**RECORDS FOR THIS TASK**
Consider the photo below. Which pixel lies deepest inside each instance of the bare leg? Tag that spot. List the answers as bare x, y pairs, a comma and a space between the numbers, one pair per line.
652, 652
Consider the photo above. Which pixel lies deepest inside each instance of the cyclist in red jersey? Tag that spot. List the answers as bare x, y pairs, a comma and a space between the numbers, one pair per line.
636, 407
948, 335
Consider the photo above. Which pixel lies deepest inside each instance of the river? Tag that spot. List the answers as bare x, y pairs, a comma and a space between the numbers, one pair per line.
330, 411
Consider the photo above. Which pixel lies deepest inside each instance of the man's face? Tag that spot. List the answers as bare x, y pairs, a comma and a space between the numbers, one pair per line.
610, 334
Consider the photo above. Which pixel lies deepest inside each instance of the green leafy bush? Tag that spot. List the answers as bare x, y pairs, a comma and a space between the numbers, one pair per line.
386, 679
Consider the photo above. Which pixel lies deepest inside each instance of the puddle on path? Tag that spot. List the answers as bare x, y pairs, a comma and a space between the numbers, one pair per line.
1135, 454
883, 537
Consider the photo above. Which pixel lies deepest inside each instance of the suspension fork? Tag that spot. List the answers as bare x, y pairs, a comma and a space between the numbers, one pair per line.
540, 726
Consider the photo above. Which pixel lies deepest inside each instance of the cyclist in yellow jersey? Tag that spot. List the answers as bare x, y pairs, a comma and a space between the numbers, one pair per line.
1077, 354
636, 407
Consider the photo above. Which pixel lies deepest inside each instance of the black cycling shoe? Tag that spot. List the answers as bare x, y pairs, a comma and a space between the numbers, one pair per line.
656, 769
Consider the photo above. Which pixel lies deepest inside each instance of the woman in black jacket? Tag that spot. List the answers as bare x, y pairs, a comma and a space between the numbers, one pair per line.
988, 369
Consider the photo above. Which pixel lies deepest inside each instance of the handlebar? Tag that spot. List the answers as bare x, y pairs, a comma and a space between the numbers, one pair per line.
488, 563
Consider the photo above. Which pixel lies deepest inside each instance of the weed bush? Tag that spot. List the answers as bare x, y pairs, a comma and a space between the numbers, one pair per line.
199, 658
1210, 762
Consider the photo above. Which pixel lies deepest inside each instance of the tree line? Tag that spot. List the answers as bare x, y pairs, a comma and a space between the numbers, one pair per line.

**EXERCISE PROMPT**
Put each line of the records above into a JSON list of strings, starting with the line that contains "of the weed" and going on through the end of the records. Use one string per line and leave out blank lines.

**WRITTEN RESPONSE**
[
  "Consider the photo above. Which pixel lies deepest inside each instance of the weed bush? Tag that spot. List the answers as bare x, y pairs, a comma and a space between the numbers, one pair per line.",
  "199, 658",
  "1210, 762",
  "Consider the photo above. Which pixel lies deepest inside each instance of the tree line? Tag that spot. List the answers as bare x, y pairs, a comma and a space between the numbers, one pair per line."
]